Directive » Can you recast all of the rows below as a two-column CSV with the headers instruction and reply, one CSV line per row, putting each row's text and its answer into single quoted fields with line breaks replaced by spaces?

........

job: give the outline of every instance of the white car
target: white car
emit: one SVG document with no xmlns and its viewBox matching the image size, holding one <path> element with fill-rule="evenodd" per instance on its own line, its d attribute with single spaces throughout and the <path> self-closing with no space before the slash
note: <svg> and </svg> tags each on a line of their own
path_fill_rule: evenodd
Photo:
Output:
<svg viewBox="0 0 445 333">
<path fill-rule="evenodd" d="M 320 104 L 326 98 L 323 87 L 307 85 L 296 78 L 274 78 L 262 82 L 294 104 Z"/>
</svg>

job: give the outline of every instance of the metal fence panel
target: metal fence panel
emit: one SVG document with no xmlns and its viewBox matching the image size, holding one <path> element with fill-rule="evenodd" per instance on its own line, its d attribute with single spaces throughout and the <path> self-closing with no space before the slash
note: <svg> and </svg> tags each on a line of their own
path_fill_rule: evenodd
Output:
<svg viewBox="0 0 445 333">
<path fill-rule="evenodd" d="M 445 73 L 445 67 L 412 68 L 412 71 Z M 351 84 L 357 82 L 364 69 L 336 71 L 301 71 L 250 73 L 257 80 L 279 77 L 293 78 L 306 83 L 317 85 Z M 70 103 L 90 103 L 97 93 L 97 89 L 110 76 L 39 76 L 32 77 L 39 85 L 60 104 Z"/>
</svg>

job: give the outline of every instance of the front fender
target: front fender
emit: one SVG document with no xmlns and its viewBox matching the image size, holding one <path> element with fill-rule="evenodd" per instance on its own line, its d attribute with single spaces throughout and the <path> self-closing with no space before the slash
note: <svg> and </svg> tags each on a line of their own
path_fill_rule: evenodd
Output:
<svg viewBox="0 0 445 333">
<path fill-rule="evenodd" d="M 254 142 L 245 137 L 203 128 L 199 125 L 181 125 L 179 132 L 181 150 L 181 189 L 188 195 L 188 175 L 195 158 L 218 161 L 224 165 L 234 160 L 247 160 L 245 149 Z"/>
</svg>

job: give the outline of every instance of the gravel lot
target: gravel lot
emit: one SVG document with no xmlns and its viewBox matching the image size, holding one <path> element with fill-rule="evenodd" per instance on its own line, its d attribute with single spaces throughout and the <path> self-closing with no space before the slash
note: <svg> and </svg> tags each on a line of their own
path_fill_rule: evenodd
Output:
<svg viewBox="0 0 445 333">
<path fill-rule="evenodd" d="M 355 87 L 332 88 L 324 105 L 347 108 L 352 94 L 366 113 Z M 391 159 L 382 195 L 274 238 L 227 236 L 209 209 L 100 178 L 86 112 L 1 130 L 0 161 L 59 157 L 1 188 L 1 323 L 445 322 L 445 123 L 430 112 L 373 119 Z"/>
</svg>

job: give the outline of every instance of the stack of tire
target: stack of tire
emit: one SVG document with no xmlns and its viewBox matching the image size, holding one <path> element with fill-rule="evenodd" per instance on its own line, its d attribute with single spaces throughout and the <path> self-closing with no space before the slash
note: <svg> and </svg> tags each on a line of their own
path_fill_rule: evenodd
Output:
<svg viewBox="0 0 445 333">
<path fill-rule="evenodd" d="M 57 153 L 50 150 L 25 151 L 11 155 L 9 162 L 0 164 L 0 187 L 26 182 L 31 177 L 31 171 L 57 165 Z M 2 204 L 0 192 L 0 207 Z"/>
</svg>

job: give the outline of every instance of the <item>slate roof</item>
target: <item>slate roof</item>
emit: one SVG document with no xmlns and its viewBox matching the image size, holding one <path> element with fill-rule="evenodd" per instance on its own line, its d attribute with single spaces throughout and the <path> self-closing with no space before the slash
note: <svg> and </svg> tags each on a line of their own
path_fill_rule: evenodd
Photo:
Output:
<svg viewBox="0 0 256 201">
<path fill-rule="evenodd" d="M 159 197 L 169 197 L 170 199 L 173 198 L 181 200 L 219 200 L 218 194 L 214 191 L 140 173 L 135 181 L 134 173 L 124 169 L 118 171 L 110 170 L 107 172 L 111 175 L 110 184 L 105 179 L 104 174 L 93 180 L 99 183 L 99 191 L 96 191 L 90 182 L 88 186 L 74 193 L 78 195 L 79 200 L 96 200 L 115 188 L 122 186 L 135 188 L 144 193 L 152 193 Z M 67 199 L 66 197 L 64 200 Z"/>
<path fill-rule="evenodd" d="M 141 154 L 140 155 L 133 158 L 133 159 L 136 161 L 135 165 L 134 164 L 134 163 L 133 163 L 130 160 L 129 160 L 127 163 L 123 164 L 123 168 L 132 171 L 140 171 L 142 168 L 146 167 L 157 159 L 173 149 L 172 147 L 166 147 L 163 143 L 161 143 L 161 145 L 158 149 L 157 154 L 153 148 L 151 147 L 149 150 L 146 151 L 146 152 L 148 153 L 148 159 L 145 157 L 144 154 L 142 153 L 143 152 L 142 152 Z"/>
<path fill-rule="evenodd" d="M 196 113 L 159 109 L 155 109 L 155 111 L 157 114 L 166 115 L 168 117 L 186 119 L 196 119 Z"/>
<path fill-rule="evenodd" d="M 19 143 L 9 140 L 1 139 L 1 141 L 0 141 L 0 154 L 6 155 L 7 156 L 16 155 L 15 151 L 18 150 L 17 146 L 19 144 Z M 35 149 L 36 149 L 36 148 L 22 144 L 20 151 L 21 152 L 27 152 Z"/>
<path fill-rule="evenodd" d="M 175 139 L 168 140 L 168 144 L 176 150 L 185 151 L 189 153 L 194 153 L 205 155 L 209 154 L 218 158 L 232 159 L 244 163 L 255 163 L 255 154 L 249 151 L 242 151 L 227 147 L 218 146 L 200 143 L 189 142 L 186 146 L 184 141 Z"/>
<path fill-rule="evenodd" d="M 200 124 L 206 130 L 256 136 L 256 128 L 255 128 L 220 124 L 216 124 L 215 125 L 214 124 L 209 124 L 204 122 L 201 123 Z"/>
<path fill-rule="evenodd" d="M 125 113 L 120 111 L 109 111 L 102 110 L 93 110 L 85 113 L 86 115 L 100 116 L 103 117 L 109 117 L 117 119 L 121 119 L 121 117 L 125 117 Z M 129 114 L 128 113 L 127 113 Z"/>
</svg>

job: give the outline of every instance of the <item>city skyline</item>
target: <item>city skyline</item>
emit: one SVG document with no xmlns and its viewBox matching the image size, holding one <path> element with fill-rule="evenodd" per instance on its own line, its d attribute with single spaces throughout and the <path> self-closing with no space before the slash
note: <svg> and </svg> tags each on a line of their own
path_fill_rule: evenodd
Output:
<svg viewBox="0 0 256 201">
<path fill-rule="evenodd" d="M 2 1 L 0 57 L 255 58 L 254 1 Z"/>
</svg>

........

Answer to this problem »
instruction,reply
"job: give the outline of every instance of the white car target: white car emit: one SVG document with no xmlns and its viewBox matching the image size, holding one <path> element with fill-rule=""evenodd"" per instance on its own line, its d attribute with single spaces throughout and the <path> self-closing with no space before the slash note: <svg> and </svg> tags each on a line of their own path_fill_rule: evenodd Photo: Output:","<svg viewBox=""0 0 445 333""> <path fill-rule=""evenodd"" d=""M 320 104 L 326 98 L 323 87 L 307 85 L 296 78 L 274 78 L 262 82 L 294 104 Z""/> </svg>"
"job: give the outline of every instance of the metal fence panel target: metal fence panel emit: one SVG document with no xmlns and its viewBox matching the image size, holding one <path> element with fill-rule=""evenodd"" per instance on its own line, its d attribute with single spaces throughout and the <path> self-closing with no space before the slash note: <svg> and </svg> tags each on a line of their own path_fill_rule: evenodd Output:","<svg viewBox=""0 0 445 333""> <path fill-rule=""evenodd"" d=""M 445 73 L 445 67 L 412 68 L 412 71 Z M 351 84 L 357 82 L 364 69 L 336 71 L 301 71 L 250 73 L 257 80 L 279 77 L 293 78 L 306 83 L 317 85 Z M 70 103 L 90 103 L 97 93 L 97 89 L 110 76 L 39 76 L 32 77 L 39 85 L 60 104 Z""/> </svg>"
"job: give the outline of every instance of the front fender target: front fender emit: one SVG document with no xmlns and its viewBox matching the image size, holding one <path> element with fill-rule=""evenodd"" per instance on its own line, its d attribute with single spaces throughout and the <path> self-closing with no space before the slash note: <svg> and </svg> tags each on a line of their own path_fill_rule: evenodd Output:","<svg viewBox=""0 0 445 333""> <path fill-rule=""evenodd"" d=""M 254 142 L 245 137 L 203 128 L 199 125 L 181 125 L 179 132 L 181 150 L 181 189 L 188 195 L 188 175 L 195 158 L 218 161 L 224 165 L 234 160 L 247 160 L 245 149 Z""/> </svg>"
"job: give the outline of every instance of the gravel lot target: gravel lot emit: one SVG document with no xmlns and its viewBox matching the image size, holding one <path> element with fill-rule=""evenodd"" per instance on its own line, its d attribute with single spaces throughout and the <path> self-closing with no space before the slash note: <svg> and </svg> tags each on a line of their own path_fill_rule: evenodd Output:","<svg viewBox=""0 0 445 333""> <path fill-rule=""evenodd"" d=""M 355 87 L 332 88 L 324 105 L 347 108 L 352 94 L 366 113 Z M 391 159 L 382 195 L 274 238 L 227 236 L 209 209 L 100 178 L 86 112 L 1 130 L 0 161 L 59 157 L 1 188 L 1 323 L 445 322 L 445 123 L 430 112 L 373 119 Z""/> </svg>"
"job: give the outline of every instance of the stack of tire target: stack of tire emit: one SVG document with no xmlns and its viewBox matching the image size, holding one <path> element with fill-rule=""evenodd"" per instance on its own line, its d attribute with single spaces throughout and the <path> self-closing with no space before the slash note: <svg> and </svg> tags each on a line of their own path_fill_rule: evenodd Output:","<svg viewBox=""0 0 445 333""> <path fill-rule=""evenodd"" d=""M 57 153 L 50 150 L 25 151 L 11 155 L 9 162 L 0 164 L 0 187 L 26 182 L 31 177 L 31 171 L 57 165 Z M 2 204 L 0 192 L 0 207 Z""/> </svg>"
"job: give the outline of every instance of the <item>slate roof</item> target: <item>slate roof</item> emit: one SVG document with no xmlns and its viewBox matching the image size, holding one <path> element with fill-rule=""evenodd"" per instance on its own line, its d attribute with single spaces throughout and the <path> self-closing with no space before the slash note: <svg> and </svg> tags each on a line of their own path_fill_rule: evenodd Photo: Output:","<svg viewBox=""0 0 256 201""> <path fill-rule=""evenodd"" d=""M 159 197 L 169 197 L 170 199 L 173 198 L 181 200 L 219 200 L 218 194 L 214 191 L 140 173 L 135 181 L 134 173 L 124 169 L 118 171 L 110 170 L 107 172 L 111 175 L 110 184 L 105 179 L 104 174 L 93 180 L 99 183 L 99 191 L 96 191 L 90 182 L 88 186 L 74 193 L 78 195 L 79 200 L 96 200 L 115 188 L 122 186 L 135 188 L 144 193 L 152 193 Z M 67 199 L 66 197 L 64 200 Z""/> <path fill-rule=""evenodd"" d=""M 141 154 L 140 155 L 133 158 L 133 159 L 136 161 L 135 165 L 134 164 L 134 163 L 133 163 L 130 160 L 129 160 L 127 163 L 123 164 L 123 168 L 132 171 L 140 171 L 142 168 L 146 167 L 157 159 L 173 149 L 172 147 L 166 147 L 163 143 L 161 143 L 161 145 L 158 149 L 157 154 L 153 148 L 151 147 L 149 150 L 146 151 L 146 152 L 148 153 L 148 159 L 145 157 L 144 154 L 142 153 L 143 152 L 142 152 Z""/> <path fill-rule=""evenodd"" d=""M 196 113 L 159 109 L 155 109 L 155 111 L 157 114 L 166 115 L 168 117 L 186 119 L 196 119 Z""/> <path fill-rule=""evenodd"" d=""M 19 143 L 9 140 L 1 139 L 1 141 L 0 141 L 0 154 L 6 155 L 7 156 L 16 155 L 15 151 L 18 150 L 17 146 L 19 144 Z M 35 149 L 36 149 L 36 148 L 22 144 L 20 151 L 21 152 L 27 152 Z""/> <path fill-rule=""evenodd"" d=""M 175 139 L 168 140 L 168 144 L 176 150 L 185 151 L 189 153 L 194 153 L 205 155 L 209 154 L 218 158 L 232 159 L 244 163 L 255 163 L 255 154 L 249 151 L 242 151 L 227 147 L 218 146 L 200 143 L 189 142 L 186 146 L 184 141 Z""/> <path fill-rule=""evenodd"" d=""M 200 124 L 206 130 L 256 136 L 256 128 L 255 128 L 220 124 L 216 124 L 215 125 L 214 124 L 209 124 L 204 122 L 201 123 Z""/> <path fill-rule=""evenodd"" d=""M 125 113 L 120 111 L 109 111 L 102 110 L 93 110 L 85 113 L 86 115 L 100 116 L 103 117 L 109 117 L 117 119 L 121 119 L 121 117 L 125 117 Z M 129 114 L 128 113 L 127 113 Z""/> </svg>"
"job: give the outline of every instance of the <item>city skyline</item> target: <item>city skyline</item> emit: one SVG document with no xmlns and its viewBox matching the image size, holding one <path> element with fill-rule=""evenodd"" per instance on its own line, its d attribute with single spaces throughout and the <path> self-closing with no space before the slash note: <svg> and </svg> tags each on a line of their own path_fill_rule: evenodd Output:","<svg viewBox=""0 0 256 201""> <path fill-rule=""evenodd"" d=""M 2 1 L 0 57 L 255 58 L 254 1 Z""/> </svg>"